What you should do »
Please reproduce the following records exactly, with nothing omitted.
= Beginning of Section =
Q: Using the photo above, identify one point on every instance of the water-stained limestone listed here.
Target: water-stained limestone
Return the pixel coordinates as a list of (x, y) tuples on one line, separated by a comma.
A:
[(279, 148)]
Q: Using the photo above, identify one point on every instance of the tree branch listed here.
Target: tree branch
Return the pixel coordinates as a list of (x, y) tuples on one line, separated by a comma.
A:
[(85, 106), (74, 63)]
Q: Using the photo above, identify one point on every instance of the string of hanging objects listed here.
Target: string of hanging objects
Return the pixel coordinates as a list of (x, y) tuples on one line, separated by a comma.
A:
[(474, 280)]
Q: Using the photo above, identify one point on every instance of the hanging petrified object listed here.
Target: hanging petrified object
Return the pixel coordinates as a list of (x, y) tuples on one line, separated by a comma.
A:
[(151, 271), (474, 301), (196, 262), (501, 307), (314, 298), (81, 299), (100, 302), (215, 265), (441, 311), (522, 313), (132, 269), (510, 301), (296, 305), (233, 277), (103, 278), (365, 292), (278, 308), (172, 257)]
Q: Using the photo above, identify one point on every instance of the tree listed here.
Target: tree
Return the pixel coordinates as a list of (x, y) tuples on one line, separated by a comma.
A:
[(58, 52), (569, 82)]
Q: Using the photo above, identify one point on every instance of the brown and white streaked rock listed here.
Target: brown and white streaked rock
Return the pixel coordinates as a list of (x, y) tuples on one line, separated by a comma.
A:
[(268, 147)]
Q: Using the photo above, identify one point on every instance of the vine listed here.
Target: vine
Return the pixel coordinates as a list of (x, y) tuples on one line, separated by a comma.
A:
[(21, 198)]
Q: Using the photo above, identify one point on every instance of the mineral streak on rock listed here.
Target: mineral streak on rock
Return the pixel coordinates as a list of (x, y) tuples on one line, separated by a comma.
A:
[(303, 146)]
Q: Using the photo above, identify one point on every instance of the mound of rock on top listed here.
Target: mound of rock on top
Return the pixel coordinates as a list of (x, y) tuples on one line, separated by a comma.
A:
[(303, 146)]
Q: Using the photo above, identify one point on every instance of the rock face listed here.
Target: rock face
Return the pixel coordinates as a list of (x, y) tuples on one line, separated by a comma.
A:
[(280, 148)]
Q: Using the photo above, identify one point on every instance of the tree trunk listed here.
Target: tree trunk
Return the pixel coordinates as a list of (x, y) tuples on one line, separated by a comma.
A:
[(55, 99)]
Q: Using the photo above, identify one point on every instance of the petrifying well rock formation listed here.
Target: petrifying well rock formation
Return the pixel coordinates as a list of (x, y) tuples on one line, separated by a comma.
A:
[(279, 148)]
= End of Section =
Your solution »
Q: Using the photo above, identify one point on every instance of the water-stained limestone listed here.
Target: water-stained limestone
Return the pixel coordinates as a list of (x, y) tuples on one line, separated by a comma.
A:
[(279, 148)]
Q: Using the photo above, identify one point on every instance of the tree branch listed here.
Target: tree branch
Return the pixel coordinates as a list of (x, y) tuples on one line, separated by a comma.
A:
[(85, 106), (74, 63)]
Q: Using the photo above, identify one point on every instance of the string of hanging objects listed here.
Target: string of hanging objects
Return the pixel coordinates as a list of (x, y) tuples on one line, separated by a comma.
A:
[(474, 280)]
Q: Using the photo above, identify one point on every instance of the hanging petrified object listed here.
Target: hanging petrified object
Return the pixel coordinates as a list of (x, y) tuples on one line, separated by a comma.
A:
[(151, 271), (474, 301), (196, 262), (501, 307), (314, 298), (81, 299), (100, 302), (215, 265), (441, 311), (522, 313), (132, 269), (510, 301), (296, 305), (233, 277), (103, 278), (365, 292), (278, 308), (172, 257)]
Q: Using the photo above, identify one point on every instance of the tree listed here.
Target: tree
Return the pixel coordinates as a list of (x, y) tuples on one line, separated by a comma.
A:
[(58, 52), (569, 82)]
Q: Using the photo above, identify one point on every instance of the brown and white streaked rock listed here.
Target: brown and white streaked rock
Return the pixel coordinates as a list of (x, y) tuples on one line, separated by a comma.
A:
[(268, 147)]
Q: Using the photo above, identify one point on every instance of the vine listed here.
Target: vine
Return the pixel coordinates as a list of (x, y) tuples on one line, separated by a comma.
A:
[(21, 198)]
Q: Using the photo above, identify one point on every instance of the mineral streak on rock listed here.
Target: mineral streak on rock
Return the pixel coordinates as a list of (x, y) tuples on one line, separated by a comma.
A:
[(303, 146)]
Q: Using the photo above, identify one point on every instance of the mound of rock on top listed here.
Target: mound of rock on top
Return the pixel coordinates as a list of (x, y) tuples on one line, separated by a comma.
A:
[(303, 146)]
Q: Using the photo above, identify one point on every instance of the rock face listed here.
Target: rock face
Return the pixel coordinates as a list of (x, y) tuples on one line, separated by a comma.
A:
[(280, 148)]
Q: Using the photo above, identify one point on every instance of the tree trunk listed here.
Target: tree trunk
Return the pixel coordinates as a list of (x, y) tuples on one line, separated by a comma.
A:
[(55, 99)]
Q: Using the photo above, identify one point on every instance of the petrifying well rock formation listed here.
Target: petrifying well rock formation
Return the pixel coordinates as a list of (x, y) tuples on one line, separated by a comma.
A:
[(279, 148)]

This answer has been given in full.